• GIVEN REQUEST: Write out the listing below word for word, but leave out the pictures.

• EXERCISE MATERIALS:
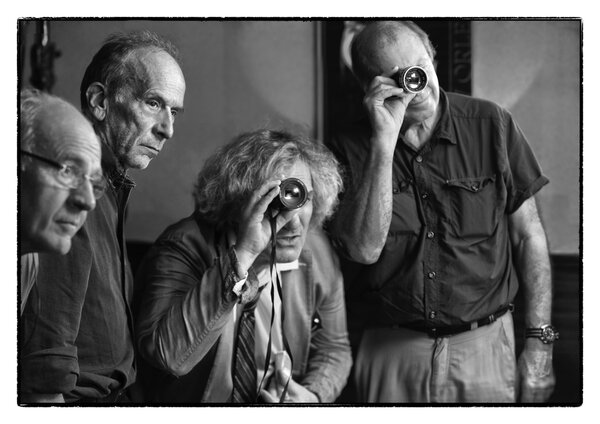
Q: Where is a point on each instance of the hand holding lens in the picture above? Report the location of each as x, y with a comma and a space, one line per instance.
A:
412, 79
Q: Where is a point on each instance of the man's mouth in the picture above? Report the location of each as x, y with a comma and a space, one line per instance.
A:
69, 226
287, 239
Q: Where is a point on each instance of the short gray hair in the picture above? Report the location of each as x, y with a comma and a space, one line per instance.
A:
237, 169
109, 66
375, 35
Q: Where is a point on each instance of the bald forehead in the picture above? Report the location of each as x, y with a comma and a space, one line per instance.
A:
150, 65
62, 128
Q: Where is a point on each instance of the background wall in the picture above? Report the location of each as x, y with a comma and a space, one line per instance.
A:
240, 75
533, 69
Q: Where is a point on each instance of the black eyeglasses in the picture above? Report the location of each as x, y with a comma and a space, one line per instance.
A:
71, 176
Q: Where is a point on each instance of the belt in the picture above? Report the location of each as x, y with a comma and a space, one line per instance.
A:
455, 329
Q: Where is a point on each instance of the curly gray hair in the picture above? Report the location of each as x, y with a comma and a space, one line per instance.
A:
237, 169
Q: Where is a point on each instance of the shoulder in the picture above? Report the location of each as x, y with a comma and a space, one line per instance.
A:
318, 248
189, 233
473, 107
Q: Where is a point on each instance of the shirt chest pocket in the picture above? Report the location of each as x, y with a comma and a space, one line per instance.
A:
472, 206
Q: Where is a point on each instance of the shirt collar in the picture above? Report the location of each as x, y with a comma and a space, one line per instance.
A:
111, 172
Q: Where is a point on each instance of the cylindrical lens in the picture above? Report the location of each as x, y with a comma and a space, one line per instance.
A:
292, 195
413, 79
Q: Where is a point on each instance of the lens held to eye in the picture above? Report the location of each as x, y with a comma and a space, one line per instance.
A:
292, 195
413, 79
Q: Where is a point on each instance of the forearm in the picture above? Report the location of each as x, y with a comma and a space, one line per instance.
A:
330, 358
533, 265
182, 320
365, 213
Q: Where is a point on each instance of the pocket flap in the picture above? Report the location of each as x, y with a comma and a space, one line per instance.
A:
473, 185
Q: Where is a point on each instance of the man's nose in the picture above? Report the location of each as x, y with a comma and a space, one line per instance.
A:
164, 127
82, 197
293, 223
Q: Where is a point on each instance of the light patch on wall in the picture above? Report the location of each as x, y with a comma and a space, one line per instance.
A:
269, 63
502, 43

• RESULT OF THIS EXERCISE:
Q: Where is a point on each instance of the hand holding lens in the picture above? Report the location of each as x, y with a comma and a space, one line per instance.
A:
412, 79
Q: Where is a point on each instance of the man's mouth in the picture above? Report the location of each as x, y with a comma and a space, one line per instance.
A:
69, 226
287, 239
Q: Where is a point on each instance of the short gray hair in the picture above? Report the location of each as x, y with a comma and a space, one line per instance.
A:
237, 169
109, 66
375, 35
Q: Where is a point on each instance of the bald forehead in the picture above? Report the location of each as x, y with a comma and a space, one line per instance.
A:
150, 65
62, 128
Q: Where is a point on each instance of the background wall in the picture above? Report the location of each as x, y with a comma and a space, one line per instance.
A:
240, 75
533, 69
Q: Where is a point on each instance of the black eyeglasses in the picture above? Report the location of each as x, y with a comma and a space, one line per instance.
A:
71, 176
Q: Where is a point on each instance of the belt in the picture above? Report the location of each as x, y with a comma and a space, one line per instance.
A:
455, 329
Q: Where is a point on each instance of the curly gray hair in the picture above? Report the location of each as x, y with a comma and a space, one line per instance.
A:
237, 169
Q: Where is a point on each instance of the shoulder in the picture above? Report the location of each as x, y with a comma and a space, one line per instance.
A:
318, 248
189, 233
473, 107
Q: Where is a point on each instance of the shirt chest pocket in the picture above? Report the location of each as x, y with a comma and a space, one line per instance.
A:
472, 206
Q: Where is a point on each instance of the shirt collar in the picture above? Report the location of each as x, y with a comma and a space, one line per instance.
A:
111, 172
Q: Where is a point on each instance of the cylindrical lens in the picture above? Report the location of each as x, y with a comma and a space, one line per instance.
A:
292, 195
413, 79
Q: Where is a point on each instance of the lens held to eye in the picture above? Report the location of each as x, y with a comma and a space, one line per instance.
A:
292, 195
413, 79
Q: Where is a point on each instance of the forearm in the picture above? Report the location of each as x, y with a comma and a space, one line per instance.
A:
330, 358
533, 265
182, 320
365, 213
Q: Where is a point on each instance of the pocket flap in the picture above? Report the location of each as x, y with a comma and a space, one line per instance.
A:
473, 185
Q: Where is a point on each instance of the man's nose in the picture above? Report the location of each as x, y with a comma and a space, one line per instance.
A:
164, 127
82, 197
293, 223
Q: Where is a point on each instance of the light patch on wall in the picture above? Report the location of each as x, y with a comma and a space, one line per instance.
A:
269, 63
502, 43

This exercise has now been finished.